*JOB:* Rewrite every line of the entries below in full, multiplying each x and y coordinate in the answers by 0.35 and rounding to the nearest whole number, with halves rounded up; leave all other lines unchanged.

*EXERCISE MATERIAL:*
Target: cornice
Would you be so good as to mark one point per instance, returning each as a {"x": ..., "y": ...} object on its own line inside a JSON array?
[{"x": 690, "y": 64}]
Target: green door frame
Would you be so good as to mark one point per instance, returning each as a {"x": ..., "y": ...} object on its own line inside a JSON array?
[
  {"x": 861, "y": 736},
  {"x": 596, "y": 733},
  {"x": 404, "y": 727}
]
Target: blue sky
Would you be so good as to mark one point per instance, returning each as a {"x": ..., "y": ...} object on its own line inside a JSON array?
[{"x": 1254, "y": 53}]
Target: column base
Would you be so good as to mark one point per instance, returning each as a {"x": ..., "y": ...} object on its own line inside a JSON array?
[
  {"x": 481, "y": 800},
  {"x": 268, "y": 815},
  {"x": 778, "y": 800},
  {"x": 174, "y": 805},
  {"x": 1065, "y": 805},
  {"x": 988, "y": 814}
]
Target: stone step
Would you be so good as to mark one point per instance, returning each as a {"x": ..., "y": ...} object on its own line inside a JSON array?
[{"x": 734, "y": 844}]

*EXERCISE SOLUTION:*
Target: cornice
Would you be so good as to mark one point per instance, returning each as a {"x": ..., "y": ...} object on its own line inside a JSON array?
[{"x": 242, "y": 22}]
Target: green door frame
Would you be so good as to mark one point per instance, returning each as a {"x": ..., "y": ...} object on its own line inside a JSON array?
[
  {"x": 301, "y": 258},
  {"x": 209, "y": 257},
  {"x": 141, "y": 254}
]
Target: blue sky
Would you be so good as to mark one point per instance, returning each as a {"x": ..., "y": ...} object on its own line inside a JSON array?
[{"x": 439, "y": 19}]
Target: column base
Would you be so good as to mark one point per instance, returning each as a {"x": ..., "y": ...} object on its own line inside a JSON array?
[
  {"x": 168, "y": 280},
  {"x": 94, "y": 285},
  {"x": 272, "y": 280},
  {"x": 61, "y": 282},
  {"x": 373, "y": 282},
  {"x": 346, "y": 285}
]
Target: stone step
Would you be so good as to mark one point per instance, returning each as a {"x": ..., "y": ...} object on its own line inside a JSON array?
[{"x": 257, "y": 295}]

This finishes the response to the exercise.